» **EXCERPT**:
^^^^
Another factor to performance is the accuracy of the emulation. Looking at older consoles, a lot of them had very unique hardware architectures which don’t resemble modern PCs in any way.

“High level emulation” or HLE, essentially looks at the code running and says “oh, you want to do X, on this system that means I should do Y to achieve the same thing”, which is a fast, but not very accurate way of handling things since you can’t always directly translate an action on one system to another. The emulation will have subtle differences to the original.

The alternative is “low level emulation” or LLE which doesn’t just try to translate instructions, but actually attempts to fully simulate part or all of the original hardware. This is far more intensive, because in some cases you’re trying to simulate things like voltages, hardware timings, data transfer rates, the electron beam in an old TV and so on. This is why “cycle-accurate emulators” like bSnes have hardware requirements hundreds of times higher than the original system had.
^^^^
» **EXTRACTED ENTRIES**:
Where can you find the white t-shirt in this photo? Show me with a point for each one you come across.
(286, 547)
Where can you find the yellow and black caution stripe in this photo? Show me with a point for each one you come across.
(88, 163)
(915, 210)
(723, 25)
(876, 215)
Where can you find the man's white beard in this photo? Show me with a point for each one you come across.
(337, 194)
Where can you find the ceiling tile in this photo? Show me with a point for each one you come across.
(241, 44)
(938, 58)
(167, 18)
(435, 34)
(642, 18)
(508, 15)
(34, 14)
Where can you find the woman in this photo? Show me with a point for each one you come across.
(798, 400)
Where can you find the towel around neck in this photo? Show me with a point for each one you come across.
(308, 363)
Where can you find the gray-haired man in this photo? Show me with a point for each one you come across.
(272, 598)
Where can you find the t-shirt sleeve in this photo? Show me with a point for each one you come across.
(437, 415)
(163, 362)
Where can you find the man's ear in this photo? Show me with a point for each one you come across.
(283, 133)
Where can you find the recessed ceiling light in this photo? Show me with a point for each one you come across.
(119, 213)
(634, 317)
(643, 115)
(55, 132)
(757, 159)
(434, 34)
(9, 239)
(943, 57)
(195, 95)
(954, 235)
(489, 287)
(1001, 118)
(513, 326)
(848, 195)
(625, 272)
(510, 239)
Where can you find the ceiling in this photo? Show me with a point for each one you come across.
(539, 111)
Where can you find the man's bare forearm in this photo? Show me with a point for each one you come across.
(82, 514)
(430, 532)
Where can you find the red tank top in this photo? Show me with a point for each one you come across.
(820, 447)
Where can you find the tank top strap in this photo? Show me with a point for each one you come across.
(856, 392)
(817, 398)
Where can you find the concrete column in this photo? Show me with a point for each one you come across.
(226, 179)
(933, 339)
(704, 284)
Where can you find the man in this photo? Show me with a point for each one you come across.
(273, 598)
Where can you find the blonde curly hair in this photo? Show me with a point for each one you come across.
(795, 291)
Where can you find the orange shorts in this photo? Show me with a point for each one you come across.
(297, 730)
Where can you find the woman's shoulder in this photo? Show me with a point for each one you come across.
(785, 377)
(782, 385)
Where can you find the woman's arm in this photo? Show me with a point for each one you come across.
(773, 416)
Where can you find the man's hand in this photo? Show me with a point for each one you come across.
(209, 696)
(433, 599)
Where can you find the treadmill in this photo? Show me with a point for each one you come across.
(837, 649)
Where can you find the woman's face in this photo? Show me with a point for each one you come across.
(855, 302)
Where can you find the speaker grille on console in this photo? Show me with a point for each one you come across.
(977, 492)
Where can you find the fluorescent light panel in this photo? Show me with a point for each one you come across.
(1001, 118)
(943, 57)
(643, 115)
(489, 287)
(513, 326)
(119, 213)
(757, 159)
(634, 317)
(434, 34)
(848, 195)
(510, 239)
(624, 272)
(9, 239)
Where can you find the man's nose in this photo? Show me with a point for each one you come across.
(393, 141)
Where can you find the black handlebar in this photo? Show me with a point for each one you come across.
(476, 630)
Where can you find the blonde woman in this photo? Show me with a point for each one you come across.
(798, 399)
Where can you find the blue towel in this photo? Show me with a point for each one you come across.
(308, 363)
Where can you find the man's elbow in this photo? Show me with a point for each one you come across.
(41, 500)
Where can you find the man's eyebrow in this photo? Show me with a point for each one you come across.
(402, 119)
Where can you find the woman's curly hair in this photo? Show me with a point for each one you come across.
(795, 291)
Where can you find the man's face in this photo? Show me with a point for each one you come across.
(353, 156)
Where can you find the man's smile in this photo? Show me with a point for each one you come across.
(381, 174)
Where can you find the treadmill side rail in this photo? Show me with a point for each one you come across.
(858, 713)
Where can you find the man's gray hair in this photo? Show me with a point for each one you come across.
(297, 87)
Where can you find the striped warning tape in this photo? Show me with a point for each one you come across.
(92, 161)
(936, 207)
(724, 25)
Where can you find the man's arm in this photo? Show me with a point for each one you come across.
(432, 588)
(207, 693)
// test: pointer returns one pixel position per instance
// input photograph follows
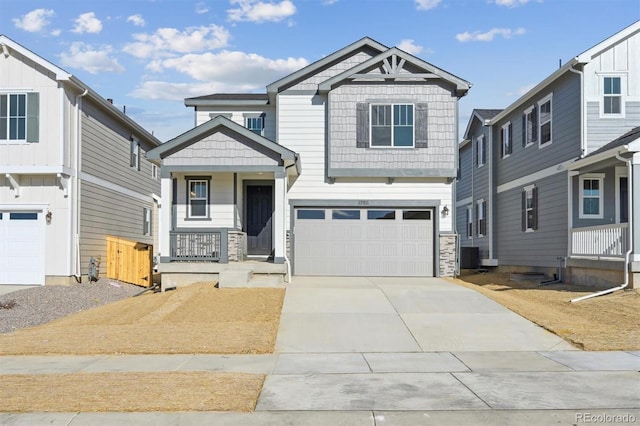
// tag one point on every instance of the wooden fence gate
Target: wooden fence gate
(129, 261)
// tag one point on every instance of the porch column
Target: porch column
(165, 219)
(279, 241)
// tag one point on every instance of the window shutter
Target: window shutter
(534, 195)
(421, 123)
(33, 117)
(524, 211)
(362, 125)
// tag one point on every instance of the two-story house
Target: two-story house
(517, 202)
(72, 171)
(344, 167)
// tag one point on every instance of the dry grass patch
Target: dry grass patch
(127, 392)
(610, 322)
(195, 319)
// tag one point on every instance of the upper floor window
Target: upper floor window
(591, 196)
(612, 90)
(545, 118)
(481, 151)
(19, 117)
(530, 208)
(392, 125)
(530, 127)
(255, 124)
(506, 137)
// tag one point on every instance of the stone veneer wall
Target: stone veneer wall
(447, 254)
^^^^
» **YOUR TASKS**:
**1.** List the things that the excerpt on emulation accuracy says a low-level emulator may try to simulate.
**2.** Reproduce the passage of the excerpt on emulation accuracy from "Another factor to" to "in any way.".
**3.** Carry on writing the excerpt on emulation accuracy, starting after its last sentence.

» **RESULTS FOR EACH TASK**:
**1.** voltages, hardware timings, data transfer rates, the electron beam in an old TV

**2.**
Another factor to performance is the accuracy of the emulation. Looking at older consoles, a lot of them had very unique hardware architectures which don’t resemble modern PCs in any way.

**3.**
Why do we bother with such complex, low level emulation? Well, it’s a question of accuracy and faithfulness to the original experience. A game running natively on a console may actually play quite differently on a high-level emulator. Where the real system might crash, the emulator might play fine or with some visual glitches. Where the player can successfully make a jump in an emulator, it might have been impossible on the original system.

How low level you go is partly a philosophical question, whether you want to replicate the broad experience of the original game, or replicate it exactly as it was all those years ago.